As one can see in the following articles (the last four having appeared previously in Issues #113, #118, #141 and #165 respectively of THE AGRIBUSINESS EXAMINER) they show that Dorr should never have been considered --- much less nominated --- for such a position given his disdain for family farm agriculture and wrong-headed approach to rural development.
As Mike Callicrate, a St. Francis, Kansas cattleman and outspoken critic of corporate agribusiness, so wisely pointed out in an ACRES USA interview last March:
"I think it's important to recognize the difference between economic development and community development. A new Wal-Mart coming into the community might be considered economic development by some people. Economic development according to the USDA is a job for a bankrupt farmer.
"Is that community development? Community development would be where farmers receive a fair price for what they produce, and have the money to spend on Main Street, at independent, locally owned businesses that generate a seven-times multiplier effect in that community, and generate the wealth that is critical for the survival of this entire nation. That's community development. Many forms of socalled economic development are actually destructive to our economic system," he adds.
Clearly, as Carroll, Iowa farmer Vern Tigges, a member of the Iowa Citizens for Community Improvement, wrote in a July 28 letter-to-the-editor to the Des Moines Register, the USDA is supposed to keep family farmers on the land and advocate for the interests of rural Americans.
************
▶ _EXERCISE 1_: Please arrange the lines of the records as a numbered list, starting with the line that contains "[189, 122], one" and going on through the line that contains "Query: dry bush", with blank lines left out.
************
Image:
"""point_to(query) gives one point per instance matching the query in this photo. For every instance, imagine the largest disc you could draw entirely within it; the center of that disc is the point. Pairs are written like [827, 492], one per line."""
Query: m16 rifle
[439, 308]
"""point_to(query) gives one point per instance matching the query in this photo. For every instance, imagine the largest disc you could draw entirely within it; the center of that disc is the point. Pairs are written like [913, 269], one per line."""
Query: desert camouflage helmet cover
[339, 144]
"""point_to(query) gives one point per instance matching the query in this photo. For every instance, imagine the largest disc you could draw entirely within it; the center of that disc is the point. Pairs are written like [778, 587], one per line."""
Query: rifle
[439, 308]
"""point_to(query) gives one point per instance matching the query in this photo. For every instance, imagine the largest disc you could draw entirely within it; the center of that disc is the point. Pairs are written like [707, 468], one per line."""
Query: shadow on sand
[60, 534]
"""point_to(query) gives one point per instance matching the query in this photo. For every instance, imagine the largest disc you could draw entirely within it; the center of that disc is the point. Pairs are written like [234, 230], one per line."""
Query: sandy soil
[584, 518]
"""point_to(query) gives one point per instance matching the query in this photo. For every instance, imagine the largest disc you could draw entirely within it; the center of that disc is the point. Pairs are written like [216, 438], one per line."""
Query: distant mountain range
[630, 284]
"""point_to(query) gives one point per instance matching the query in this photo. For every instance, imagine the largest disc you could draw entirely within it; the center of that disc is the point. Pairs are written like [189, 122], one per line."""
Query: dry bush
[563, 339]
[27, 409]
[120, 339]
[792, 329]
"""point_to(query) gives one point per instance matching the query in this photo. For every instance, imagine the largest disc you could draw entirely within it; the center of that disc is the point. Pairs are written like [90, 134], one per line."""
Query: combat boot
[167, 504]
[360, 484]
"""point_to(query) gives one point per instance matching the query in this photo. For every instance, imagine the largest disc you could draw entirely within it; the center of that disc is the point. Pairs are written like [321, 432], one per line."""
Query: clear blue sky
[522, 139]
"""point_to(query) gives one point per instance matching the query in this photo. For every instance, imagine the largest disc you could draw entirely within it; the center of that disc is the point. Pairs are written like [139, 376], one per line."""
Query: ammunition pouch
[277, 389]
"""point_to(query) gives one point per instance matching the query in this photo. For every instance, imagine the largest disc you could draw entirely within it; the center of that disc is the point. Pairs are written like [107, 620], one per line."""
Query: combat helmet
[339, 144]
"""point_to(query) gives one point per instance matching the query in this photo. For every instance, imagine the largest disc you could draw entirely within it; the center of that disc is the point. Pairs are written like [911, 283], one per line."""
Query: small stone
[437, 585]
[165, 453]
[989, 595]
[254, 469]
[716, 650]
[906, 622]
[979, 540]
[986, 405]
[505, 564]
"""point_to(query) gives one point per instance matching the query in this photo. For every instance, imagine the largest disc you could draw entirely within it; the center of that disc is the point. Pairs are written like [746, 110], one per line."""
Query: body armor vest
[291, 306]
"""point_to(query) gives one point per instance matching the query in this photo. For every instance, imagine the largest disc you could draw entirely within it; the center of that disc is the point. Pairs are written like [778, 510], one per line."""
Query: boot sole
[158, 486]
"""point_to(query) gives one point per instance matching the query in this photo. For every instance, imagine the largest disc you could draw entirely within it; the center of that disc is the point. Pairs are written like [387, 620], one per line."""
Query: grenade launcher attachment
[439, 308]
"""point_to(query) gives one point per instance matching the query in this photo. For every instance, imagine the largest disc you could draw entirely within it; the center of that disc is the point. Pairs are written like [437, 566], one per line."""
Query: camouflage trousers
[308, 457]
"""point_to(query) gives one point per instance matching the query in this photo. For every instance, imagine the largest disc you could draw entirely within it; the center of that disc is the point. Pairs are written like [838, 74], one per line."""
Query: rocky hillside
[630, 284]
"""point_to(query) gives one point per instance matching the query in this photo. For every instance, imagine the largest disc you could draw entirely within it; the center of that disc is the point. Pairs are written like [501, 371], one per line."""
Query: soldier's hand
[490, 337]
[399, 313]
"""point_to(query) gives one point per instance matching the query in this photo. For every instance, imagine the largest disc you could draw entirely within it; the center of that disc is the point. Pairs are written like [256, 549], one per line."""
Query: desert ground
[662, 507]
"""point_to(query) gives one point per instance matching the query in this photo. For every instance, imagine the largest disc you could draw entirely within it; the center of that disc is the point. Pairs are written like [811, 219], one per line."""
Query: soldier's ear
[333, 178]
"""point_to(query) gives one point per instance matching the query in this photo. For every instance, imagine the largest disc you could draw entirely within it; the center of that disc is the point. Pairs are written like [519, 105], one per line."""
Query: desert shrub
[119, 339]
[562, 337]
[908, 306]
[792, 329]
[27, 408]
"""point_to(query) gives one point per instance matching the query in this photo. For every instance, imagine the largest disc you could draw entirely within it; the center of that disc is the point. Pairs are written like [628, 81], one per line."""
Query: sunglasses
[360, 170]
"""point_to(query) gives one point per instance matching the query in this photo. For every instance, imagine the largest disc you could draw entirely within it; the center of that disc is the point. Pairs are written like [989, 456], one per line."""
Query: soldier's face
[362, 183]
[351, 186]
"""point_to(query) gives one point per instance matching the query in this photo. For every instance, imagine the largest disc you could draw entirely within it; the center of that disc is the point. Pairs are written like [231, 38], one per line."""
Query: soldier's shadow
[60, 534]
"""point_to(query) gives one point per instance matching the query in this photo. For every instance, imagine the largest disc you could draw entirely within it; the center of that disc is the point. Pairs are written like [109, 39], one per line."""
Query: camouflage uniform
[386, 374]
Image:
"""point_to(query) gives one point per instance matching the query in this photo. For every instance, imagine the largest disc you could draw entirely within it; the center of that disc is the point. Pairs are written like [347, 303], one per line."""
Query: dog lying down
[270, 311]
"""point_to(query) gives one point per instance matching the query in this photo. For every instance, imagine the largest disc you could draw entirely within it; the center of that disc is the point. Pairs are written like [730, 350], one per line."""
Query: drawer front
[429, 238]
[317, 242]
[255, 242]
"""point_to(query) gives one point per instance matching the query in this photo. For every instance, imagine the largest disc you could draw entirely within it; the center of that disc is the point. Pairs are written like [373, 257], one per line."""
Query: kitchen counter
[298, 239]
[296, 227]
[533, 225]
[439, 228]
************
▶ _EXERCISE 2_: Pick up the passage on the USDA and family farm agriculture where it stops, and continue it.

▶ _EXERCISE OUTPUT 1_:
1. """point_to(query) gives one point per instance matching the query in this photo. For every instance, imagine the largest disc you could draw entirely within it; the center of that disc is the point. Pairs are written like [189, 122], one per line."""
2. Query: dry bush

▶ _EXERCISE OUTPUT 2_:
"The system of agriculture that Dorr advocates would replace 500 independent family farms with one `centrally controlled' mega-farm (255,000 acres). His support for the factory-farm model of livestock production would further the expansion of giant hog farms that pollute the environment, disrupt rural communities and force family farmers off the land. His nomination to the USDA should be defeated immediately. If Dorr is appointed undersecretary of rural development, the prosperity and health of rural communities, access to economic opportunity for farm and rural families and the future of this country's rural environment are at stake."
Once again, however, we see "politics as usual" rear its ugly head for while the Senate and particularly the Democrats in that legislative body are screaming for tougher and tougher restrictions on corporate accounting and the conduct of corporate executives, Senator Harkin refuses to stand his ground and demand Secretary Veneman provide he and his committee with a detailed financial accounting of a man who admittedly avoided federal farm payment regulations and now will --- if confirmed by Harkin's committee and the U.S. Senate --- ultimately control millions and millions of taxpayer dollars.
Opponents of Harkin's actions and Dorr's nomination are being asked to
immediately contact the Iowa senator's office and their own senators at once.
Senator Tom Harkin -- (202) 224-3254 Senate Switchboard -- (202) 224-3121
DESPITE DUBIOUS PAST, USDA UNWILLINGNESS
TO REVEAL DORR'S FINANCIAL DEALINGS,
SEN. TOM HARKIN (DEM.-IOWA) TO ALLOW
USDA UNDERSCRETARY NOMINATION VOTE
PHILIP BRASHER, DES MOINES REGISTER: U.S. Sen. Tom Harkin of Iowa decided Monday to allow a committee vote on embattled Agriculture Department nominee Tom Dorr after the Bush administration refused to turn over additional records on the Iowan's finances.
Republicans predict that the Democratic-controlled Senate Agriculture Committee would approve Dorr's nomination as undersecretary for rural development on Thursday. Dorr's nomination has been on hold for months, most recently because of disclosures about his violation of government farm-subsidy rules.
In an exchange of letters Monday with Agriculture Secretary Ann Veneman, Senate Agriculture Committee Chairman Harkin said his panel "will have to make a decision" on Dorr "based on the troubling and inadequate information it has." Harkin, a Democrat, said it "is now clear that neither the nominee nor the department intends to cooperate further with the committee."
Democrats control the committee 11-10, but Republicans expect at least one Democrat to vote for Dorr.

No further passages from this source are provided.